Collection entries
====
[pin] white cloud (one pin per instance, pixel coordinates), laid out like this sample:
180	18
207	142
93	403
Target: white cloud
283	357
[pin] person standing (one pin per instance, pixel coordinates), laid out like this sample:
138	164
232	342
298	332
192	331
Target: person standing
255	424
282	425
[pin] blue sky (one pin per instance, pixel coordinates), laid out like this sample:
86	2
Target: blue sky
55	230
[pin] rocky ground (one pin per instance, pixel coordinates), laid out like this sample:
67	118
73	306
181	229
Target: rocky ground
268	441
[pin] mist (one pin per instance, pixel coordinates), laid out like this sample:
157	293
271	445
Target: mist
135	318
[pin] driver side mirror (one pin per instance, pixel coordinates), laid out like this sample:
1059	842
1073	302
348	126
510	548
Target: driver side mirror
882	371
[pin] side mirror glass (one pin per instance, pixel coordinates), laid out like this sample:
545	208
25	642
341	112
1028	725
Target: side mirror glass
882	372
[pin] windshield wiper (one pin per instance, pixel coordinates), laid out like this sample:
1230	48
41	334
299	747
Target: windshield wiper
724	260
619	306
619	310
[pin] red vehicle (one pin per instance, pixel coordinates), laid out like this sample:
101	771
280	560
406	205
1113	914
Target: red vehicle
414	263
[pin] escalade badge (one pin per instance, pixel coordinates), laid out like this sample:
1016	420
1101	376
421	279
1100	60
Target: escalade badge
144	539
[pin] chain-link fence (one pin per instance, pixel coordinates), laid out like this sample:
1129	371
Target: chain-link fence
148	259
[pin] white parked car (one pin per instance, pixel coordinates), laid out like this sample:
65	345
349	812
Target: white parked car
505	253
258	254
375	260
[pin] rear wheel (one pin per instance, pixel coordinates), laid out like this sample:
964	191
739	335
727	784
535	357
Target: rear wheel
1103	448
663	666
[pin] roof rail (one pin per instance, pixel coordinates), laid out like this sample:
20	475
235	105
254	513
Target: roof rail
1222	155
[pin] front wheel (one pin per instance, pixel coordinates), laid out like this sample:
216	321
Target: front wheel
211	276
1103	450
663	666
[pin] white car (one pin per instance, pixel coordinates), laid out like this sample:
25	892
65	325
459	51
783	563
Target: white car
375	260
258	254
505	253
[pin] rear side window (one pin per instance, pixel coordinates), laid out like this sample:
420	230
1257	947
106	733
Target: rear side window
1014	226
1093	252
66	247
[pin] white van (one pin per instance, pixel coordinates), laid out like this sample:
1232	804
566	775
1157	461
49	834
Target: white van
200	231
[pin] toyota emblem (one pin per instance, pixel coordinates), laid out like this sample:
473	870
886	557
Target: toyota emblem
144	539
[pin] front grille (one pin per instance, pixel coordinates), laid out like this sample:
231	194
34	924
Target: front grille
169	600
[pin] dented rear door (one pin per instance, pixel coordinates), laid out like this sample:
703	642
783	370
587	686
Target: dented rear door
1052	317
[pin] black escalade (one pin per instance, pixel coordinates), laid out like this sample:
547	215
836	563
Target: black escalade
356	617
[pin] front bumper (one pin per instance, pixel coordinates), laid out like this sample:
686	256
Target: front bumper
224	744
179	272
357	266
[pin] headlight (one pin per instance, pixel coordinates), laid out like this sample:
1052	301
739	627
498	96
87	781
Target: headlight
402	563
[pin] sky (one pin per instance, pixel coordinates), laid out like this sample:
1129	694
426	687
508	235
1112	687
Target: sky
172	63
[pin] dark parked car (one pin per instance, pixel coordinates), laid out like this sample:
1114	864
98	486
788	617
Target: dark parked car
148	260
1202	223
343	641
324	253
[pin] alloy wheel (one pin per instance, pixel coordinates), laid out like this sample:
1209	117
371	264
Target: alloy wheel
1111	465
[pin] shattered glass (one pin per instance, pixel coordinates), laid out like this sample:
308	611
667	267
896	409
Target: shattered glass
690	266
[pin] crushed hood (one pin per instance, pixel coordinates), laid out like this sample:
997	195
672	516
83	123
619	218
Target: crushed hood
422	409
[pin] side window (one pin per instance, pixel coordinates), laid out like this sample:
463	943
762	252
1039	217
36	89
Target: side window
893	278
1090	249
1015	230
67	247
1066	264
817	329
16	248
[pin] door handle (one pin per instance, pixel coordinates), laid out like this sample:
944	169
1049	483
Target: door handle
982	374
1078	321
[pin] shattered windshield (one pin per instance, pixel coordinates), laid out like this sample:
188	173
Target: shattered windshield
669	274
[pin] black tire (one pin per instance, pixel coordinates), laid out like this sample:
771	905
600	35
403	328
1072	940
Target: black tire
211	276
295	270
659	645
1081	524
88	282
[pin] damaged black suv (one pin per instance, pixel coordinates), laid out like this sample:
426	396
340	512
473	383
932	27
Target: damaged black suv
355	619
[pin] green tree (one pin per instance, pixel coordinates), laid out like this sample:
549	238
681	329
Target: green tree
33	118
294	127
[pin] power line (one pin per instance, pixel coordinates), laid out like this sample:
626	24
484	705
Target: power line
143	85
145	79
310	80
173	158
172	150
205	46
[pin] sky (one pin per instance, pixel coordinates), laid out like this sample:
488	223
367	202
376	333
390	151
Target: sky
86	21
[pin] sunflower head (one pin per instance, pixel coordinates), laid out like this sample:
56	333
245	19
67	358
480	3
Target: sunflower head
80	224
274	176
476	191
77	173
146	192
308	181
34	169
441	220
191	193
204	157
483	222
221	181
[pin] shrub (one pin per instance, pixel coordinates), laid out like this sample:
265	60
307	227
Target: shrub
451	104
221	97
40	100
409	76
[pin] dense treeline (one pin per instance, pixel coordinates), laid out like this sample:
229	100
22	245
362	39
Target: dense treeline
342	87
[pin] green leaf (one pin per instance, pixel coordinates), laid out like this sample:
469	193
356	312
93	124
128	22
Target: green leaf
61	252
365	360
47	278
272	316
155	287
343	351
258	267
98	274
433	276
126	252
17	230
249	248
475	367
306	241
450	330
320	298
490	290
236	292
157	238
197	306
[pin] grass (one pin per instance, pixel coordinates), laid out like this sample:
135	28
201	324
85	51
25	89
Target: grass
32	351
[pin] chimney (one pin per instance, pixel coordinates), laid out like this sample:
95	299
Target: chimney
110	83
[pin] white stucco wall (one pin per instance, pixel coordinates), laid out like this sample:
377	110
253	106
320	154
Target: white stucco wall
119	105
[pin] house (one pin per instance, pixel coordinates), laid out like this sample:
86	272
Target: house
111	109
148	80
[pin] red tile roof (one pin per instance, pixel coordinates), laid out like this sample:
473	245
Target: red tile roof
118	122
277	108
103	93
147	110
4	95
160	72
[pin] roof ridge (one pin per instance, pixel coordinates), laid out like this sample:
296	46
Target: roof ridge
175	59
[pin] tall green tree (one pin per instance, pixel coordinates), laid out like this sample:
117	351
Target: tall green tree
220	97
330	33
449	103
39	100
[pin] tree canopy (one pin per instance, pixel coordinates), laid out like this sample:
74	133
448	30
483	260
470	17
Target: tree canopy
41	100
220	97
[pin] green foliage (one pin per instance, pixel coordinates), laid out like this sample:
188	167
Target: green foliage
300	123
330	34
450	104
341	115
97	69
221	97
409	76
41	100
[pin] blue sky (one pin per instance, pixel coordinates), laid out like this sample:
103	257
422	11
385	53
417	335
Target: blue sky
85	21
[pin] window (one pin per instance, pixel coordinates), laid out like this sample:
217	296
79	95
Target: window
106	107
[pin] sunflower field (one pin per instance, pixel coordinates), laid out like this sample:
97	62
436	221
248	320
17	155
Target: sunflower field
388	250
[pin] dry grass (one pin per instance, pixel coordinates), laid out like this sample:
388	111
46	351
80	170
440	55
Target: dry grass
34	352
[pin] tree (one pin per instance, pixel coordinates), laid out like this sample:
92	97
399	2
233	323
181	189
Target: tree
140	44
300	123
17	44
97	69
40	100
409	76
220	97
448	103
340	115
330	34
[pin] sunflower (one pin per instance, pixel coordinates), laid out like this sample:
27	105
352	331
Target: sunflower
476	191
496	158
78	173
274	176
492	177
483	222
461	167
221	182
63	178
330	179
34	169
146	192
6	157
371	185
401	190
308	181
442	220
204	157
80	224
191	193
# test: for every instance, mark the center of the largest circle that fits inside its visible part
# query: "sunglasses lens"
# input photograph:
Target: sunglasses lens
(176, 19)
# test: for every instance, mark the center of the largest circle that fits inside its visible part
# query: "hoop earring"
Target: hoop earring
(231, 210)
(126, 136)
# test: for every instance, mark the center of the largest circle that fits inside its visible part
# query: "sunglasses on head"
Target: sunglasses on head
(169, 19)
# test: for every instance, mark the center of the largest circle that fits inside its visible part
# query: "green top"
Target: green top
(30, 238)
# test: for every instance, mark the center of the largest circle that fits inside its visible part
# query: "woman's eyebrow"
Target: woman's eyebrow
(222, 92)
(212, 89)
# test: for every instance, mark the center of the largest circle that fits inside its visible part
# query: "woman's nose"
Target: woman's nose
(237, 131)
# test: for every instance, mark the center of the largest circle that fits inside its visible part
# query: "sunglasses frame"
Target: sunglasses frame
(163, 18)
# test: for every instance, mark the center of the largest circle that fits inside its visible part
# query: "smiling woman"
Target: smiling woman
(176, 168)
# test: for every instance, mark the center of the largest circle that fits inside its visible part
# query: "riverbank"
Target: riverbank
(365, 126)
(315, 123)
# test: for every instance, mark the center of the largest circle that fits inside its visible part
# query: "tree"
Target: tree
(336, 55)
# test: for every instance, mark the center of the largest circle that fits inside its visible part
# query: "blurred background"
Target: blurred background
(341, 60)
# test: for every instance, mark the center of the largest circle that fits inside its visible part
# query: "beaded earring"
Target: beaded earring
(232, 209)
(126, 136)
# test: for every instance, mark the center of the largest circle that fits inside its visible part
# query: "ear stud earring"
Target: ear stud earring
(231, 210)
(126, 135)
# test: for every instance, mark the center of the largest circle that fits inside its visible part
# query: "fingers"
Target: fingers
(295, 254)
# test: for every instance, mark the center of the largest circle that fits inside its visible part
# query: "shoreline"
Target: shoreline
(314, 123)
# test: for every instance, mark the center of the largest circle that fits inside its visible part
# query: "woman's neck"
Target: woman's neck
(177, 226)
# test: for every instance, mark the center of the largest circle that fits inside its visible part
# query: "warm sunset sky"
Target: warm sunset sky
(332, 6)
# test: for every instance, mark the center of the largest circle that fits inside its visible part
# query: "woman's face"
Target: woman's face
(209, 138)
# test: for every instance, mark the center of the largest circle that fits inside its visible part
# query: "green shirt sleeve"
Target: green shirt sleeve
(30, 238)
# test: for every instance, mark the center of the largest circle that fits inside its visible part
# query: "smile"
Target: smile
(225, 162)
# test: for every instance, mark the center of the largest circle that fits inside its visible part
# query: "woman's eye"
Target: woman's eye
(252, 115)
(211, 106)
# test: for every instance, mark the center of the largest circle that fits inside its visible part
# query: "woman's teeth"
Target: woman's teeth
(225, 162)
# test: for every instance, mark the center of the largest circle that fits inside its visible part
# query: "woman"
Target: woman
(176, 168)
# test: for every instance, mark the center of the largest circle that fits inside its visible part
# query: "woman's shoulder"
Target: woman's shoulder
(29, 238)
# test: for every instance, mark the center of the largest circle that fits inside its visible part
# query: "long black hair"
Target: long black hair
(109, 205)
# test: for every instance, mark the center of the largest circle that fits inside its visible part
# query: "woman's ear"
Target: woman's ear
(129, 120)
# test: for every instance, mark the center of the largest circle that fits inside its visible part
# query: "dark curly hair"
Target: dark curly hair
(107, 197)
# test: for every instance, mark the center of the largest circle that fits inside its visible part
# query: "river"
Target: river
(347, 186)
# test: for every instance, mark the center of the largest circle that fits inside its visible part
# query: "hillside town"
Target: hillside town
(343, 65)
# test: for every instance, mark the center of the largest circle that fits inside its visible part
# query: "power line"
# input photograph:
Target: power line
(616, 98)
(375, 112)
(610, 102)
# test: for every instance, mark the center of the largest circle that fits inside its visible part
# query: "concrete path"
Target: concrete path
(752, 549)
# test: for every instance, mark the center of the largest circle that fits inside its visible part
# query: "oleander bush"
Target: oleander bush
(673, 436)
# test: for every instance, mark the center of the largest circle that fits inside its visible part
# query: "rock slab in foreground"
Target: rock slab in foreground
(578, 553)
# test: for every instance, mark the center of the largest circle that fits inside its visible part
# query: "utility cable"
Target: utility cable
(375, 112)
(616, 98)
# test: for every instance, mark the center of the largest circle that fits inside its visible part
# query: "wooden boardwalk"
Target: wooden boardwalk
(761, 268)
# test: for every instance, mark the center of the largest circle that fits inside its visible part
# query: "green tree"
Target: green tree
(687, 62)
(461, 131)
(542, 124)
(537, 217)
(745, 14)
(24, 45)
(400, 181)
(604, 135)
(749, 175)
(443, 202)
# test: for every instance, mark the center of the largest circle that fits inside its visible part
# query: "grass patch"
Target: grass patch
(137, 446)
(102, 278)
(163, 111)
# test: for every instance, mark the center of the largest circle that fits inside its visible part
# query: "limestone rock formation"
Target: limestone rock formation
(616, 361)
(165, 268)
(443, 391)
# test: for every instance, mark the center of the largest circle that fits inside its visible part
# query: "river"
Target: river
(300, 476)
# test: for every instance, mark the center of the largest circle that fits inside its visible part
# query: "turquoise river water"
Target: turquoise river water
====
* **Exercise aim**
Copy the line containing "Target: limestone rock formation" and every line after it, through the last line of the records. Include nothing else.

* **Written response**
Target: limestone rock formation
(616, 361)
(165, 268)
(443, 391)
# test: for every instance, mark the center of the largest circle that fits inside its visible part
# query: "river"
Target: river
(300, 476)
# test: for every instance, mark the center of the largest circle that fits inside its visible part
# query: "turquoise river water"
Target: turquoise river water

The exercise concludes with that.